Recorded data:
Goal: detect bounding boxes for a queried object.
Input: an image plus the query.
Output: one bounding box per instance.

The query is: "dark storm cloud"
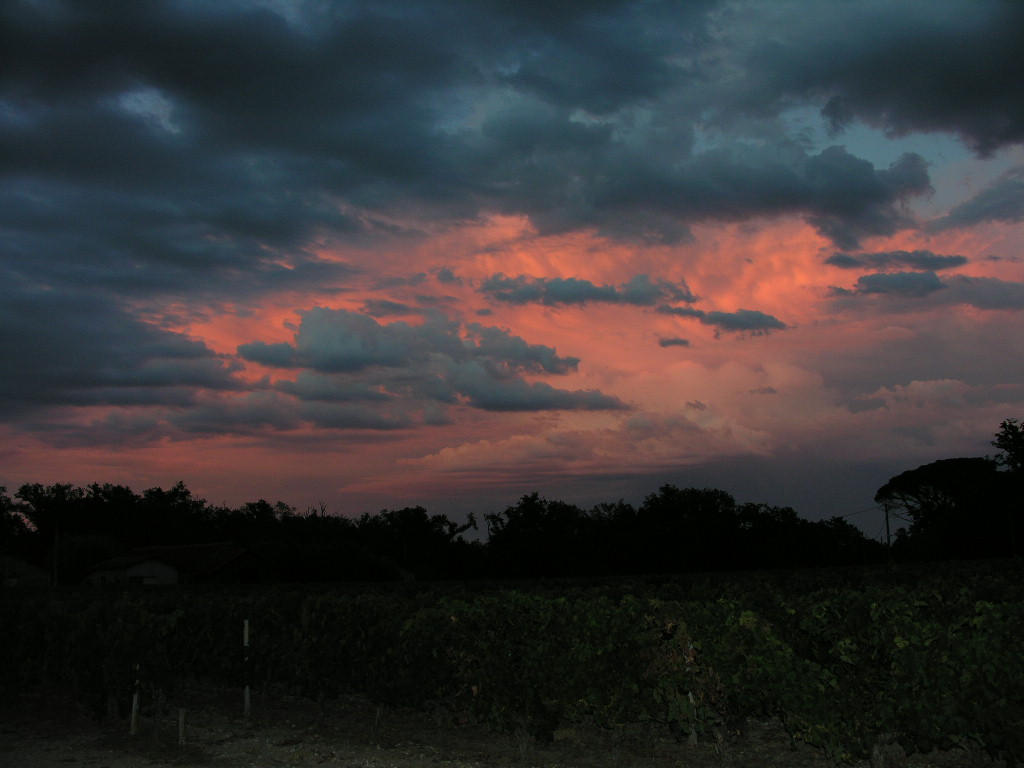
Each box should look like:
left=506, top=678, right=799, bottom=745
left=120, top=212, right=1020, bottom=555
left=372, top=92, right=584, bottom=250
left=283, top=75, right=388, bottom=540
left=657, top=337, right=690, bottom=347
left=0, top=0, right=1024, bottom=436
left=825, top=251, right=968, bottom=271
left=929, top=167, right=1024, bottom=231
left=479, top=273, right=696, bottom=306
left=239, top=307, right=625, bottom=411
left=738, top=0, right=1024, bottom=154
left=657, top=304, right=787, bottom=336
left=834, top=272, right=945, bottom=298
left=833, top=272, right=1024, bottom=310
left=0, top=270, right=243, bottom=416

==

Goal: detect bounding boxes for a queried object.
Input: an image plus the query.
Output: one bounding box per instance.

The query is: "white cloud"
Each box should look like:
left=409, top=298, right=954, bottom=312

* * *

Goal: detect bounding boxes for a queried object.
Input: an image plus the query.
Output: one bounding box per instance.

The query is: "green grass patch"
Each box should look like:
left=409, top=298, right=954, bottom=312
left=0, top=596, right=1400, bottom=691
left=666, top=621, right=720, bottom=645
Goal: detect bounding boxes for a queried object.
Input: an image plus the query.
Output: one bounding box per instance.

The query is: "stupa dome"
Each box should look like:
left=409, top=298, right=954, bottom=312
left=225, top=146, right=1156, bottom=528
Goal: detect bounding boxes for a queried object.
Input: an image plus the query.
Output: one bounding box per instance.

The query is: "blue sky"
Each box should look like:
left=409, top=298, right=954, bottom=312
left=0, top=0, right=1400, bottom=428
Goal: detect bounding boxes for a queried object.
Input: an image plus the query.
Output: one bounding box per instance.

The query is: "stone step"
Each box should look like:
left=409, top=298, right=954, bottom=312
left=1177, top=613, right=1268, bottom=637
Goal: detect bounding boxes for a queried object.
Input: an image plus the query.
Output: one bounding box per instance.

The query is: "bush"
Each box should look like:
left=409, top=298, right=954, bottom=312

*What the task requires*.
List each line of the records that contains the string "cloud". Case counts.

*Response*.
The query is: "dark storm cloud"
The query is: "white cloud"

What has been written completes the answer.